Natural language region descriptions:
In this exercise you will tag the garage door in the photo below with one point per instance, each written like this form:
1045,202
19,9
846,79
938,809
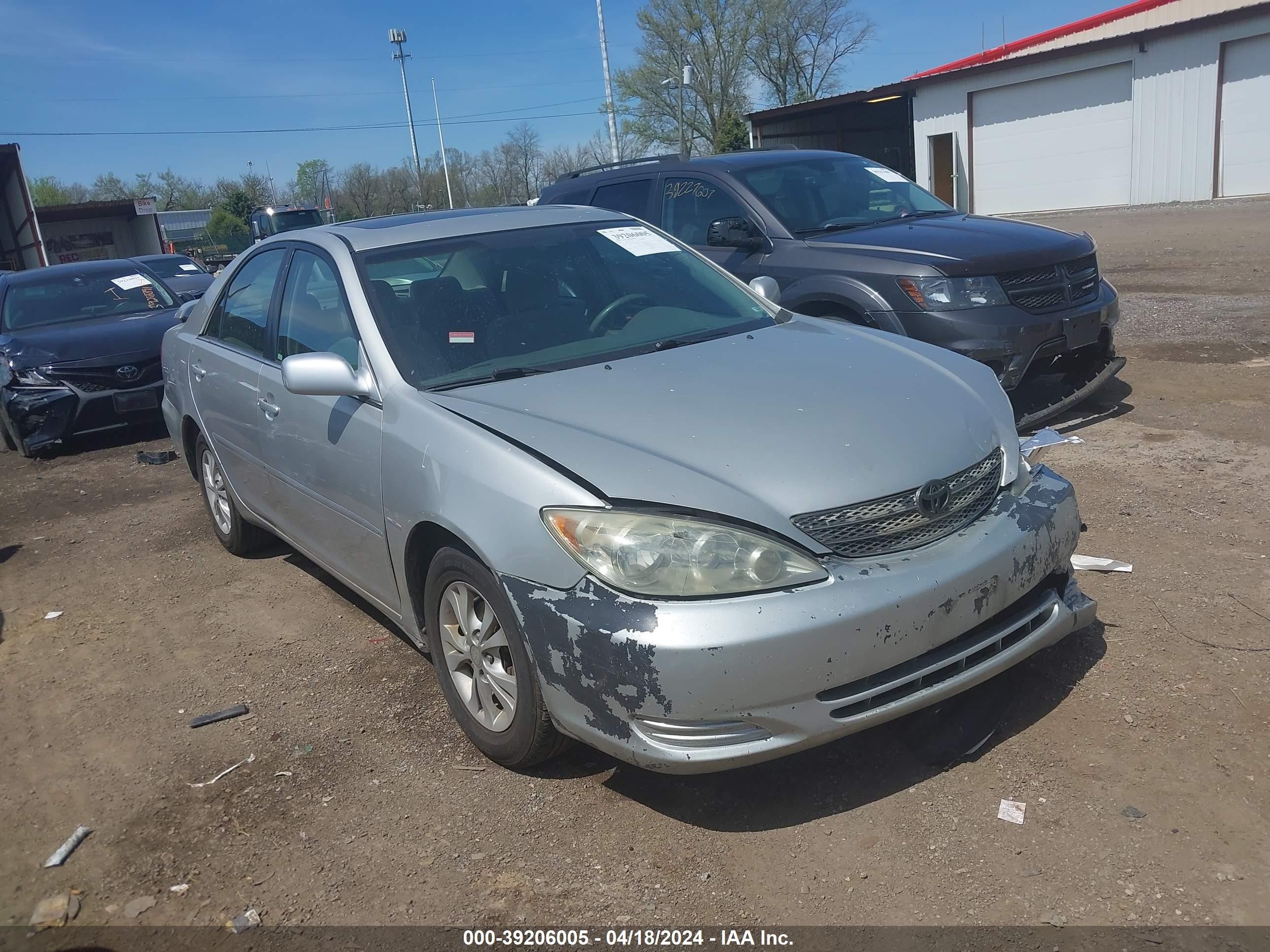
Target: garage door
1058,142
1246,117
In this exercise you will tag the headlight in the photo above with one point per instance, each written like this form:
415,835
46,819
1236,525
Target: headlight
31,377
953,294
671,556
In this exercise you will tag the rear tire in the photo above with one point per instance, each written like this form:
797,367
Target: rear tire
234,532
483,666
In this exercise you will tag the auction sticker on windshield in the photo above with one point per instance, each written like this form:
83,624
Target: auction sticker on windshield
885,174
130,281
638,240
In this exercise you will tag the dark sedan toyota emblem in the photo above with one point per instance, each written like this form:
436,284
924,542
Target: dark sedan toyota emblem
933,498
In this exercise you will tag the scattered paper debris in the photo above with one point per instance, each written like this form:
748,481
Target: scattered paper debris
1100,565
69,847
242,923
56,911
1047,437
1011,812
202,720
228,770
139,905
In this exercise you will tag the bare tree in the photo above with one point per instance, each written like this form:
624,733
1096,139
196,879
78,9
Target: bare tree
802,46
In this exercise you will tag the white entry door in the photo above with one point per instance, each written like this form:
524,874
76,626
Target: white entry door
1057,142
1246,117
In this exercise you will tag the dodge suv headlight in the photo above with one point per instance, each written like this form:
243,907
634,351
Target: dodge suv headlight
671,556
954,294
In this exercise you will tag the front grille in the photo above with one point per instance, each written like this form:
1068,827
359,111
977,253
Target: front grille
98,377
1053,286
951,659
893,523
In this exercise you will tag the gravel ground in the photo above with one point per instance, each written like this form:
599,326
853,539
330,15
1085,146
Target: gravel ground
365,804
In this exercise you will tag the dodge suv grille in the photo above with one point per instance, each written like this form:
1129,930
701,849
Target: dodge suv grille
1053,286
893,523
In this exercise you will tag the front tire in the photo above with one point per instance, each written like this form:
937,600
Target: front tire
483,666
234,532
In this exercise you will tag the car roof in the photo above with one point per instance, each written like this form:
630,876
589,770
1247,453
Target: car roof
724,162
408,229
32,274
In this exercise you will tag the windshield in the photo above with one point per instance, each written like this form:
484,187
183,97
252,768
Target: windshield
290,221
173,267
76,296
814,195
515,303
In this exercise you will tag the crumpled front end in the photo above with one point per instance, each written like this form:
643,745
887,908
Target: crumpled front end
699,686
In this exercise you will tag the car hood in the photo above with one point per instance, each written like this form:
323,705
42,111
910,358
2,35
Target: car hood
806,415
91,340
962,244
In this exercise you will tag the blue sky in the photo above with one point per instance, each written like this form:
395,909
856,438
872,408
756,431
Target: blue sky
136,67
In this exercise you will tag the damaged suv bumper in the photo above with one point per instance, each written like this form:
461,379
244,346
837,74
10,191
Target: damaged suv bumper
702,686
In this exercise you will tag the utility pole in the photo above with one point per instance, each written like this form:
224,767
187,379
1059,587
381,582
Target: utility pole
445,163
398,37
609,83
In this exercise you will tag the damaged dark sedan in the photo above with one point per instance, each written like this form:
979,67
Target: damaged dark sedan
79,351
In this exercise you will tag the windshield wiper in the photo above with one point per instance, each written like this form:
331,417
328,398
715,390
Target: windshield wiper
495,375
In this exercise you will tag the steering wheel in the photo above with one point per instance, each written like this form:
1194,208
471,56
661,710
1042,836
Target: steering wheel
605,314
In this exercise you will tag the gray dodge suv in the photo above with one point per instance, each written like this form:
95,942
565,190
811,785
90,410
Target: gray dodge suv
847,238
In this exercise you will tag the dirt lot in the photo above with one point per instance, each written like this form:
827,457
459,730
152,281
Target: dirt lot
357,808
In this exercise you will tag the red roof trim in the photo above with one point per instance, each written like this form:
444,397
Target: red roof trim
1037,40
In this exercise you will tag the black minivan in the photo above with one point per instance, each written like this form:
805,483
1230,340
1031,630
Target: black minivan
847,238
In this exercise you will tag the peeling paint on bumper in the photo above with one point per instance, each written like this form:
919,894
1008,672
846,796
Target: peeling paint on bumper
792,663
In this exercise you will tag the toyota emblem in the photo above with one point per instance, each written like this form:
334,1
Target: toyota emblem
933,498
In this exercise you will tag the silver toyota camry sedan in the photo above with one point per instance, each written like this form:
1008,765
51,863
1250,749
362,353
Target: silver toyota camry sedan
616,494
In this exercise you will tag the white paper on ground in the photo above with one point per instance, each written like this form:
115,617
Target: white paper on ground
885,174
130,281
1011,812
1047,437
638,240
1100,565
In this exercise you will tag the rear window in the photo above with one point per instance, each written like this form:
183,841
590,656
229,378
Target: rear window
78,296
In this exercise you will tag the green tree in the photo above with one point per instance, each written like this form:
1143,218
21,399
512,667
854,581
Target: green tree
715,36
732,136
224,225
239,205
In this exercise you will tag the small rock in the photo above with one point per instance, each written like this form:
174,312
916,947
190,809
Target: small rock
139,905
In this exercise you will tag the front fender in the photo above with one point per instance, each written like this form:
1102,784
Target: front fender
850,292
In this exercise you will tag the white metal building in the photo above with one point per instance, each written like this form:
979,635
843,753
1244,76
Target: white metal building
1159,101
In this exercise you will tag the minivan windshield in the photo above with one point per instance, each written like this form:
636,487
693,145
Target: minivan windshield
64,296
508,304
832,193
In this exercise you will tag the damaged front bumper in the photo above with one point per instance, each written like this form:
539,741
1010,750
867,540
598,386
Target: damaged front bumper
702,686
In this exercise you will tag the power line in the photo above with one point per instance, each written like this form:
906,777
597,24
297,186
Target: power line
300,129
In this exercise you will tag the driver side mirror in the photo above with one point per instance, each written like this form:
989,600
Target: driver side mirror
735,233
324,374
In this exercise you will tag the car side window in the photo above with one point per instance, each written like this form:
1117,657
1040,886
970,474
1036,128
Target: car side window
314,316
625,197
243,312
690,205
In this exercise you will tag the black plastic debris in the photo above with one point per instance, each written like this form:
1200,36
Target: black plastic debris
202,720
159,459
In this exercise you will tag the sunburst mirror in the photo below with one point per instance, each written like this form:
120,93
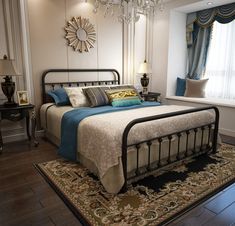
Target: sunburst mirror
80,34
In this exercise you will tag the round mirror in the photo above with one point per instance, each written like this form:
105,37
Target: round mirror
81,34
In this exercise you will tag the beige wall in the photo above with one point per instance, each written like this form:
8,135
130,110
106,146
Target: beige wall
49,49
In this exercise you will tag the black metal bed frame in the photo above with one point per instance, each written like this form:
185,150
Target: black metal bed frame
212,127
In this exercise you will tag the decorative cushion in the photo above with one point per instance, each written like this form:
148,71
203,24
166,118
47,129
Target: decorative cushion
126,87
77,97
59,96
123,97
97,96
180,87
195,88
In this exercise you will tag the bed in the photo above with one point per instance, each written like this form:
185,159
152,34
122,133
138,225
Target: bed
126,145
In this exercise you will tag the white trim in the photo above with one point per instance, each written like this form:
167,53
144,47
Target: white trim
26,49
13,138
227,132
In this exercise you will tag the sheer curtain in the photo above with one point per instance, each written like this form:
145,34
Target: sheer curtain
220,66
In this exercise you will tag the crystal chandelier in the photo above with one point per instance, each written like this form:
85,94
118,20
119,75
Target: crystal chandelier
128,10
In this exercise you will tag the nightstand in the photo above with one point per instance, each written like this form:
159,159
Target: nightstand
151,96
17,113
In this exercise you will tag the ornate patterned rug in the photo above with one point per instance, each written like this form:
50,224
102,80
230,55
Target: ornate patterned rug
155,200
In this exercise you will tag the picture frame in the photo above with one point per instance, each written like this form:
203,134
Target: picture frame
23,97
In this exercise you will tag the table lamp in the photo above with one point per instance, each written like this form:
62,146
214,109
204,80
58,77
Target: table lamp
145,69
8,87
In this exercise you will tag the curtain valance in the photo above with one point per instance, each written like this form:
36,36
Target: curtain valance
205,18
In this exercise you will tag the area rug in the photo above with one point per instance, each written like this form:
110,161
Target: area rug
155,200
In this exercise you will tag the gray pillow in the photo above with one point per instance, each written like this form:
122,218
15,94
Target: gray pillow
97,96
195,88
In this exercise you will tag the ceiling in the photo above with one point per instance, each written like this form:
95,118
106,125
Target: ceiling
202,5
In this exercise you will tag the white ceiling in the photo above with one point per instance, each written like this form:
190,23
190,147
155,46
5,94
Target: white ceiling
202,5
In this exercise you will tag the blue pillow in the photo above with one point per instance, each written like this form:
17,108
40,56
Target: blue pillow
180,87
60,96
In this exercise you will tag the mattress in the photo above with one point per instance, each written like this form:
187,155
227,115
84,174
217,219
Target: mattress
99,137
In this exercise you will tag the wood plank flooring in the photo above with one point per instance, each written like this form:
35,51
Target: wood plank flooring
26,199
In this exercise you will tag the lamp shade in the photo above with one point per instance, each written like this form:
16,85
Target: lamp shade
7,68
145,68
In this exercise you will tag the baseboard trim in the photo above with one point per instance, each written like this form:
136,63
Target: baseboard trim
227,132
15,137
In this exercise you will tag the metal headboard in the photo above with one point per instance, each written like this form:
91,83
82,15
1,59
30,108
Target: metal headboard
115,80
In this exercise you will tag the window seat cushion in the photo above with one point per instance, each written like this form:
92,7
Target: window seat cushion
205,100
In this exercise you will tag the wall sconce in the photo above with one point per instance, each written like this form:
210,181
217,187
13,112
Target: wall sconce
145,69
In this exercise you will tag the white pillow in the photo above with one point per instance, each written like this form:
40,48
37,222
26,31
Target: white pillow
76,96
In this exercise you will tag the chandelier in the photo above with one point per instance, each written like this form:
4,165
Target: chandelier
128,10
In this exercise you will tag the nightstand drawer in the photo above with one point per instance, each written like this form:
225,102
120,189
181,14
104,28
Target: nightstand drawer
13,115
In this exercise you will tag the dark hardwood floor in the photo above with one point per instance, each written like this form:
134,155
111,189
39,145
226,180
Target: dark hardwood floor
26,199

EXERCISE DETAILS:
Find the word "below" in the entries above, then copy each line that holds it.

RESPONSE BOX:
In this exercise you will tag the garage door in the photo below with one point per instance, each written like this form:
In this exercise you will tag the sunburst mirror in the photo below with one point per instance, each written like this form:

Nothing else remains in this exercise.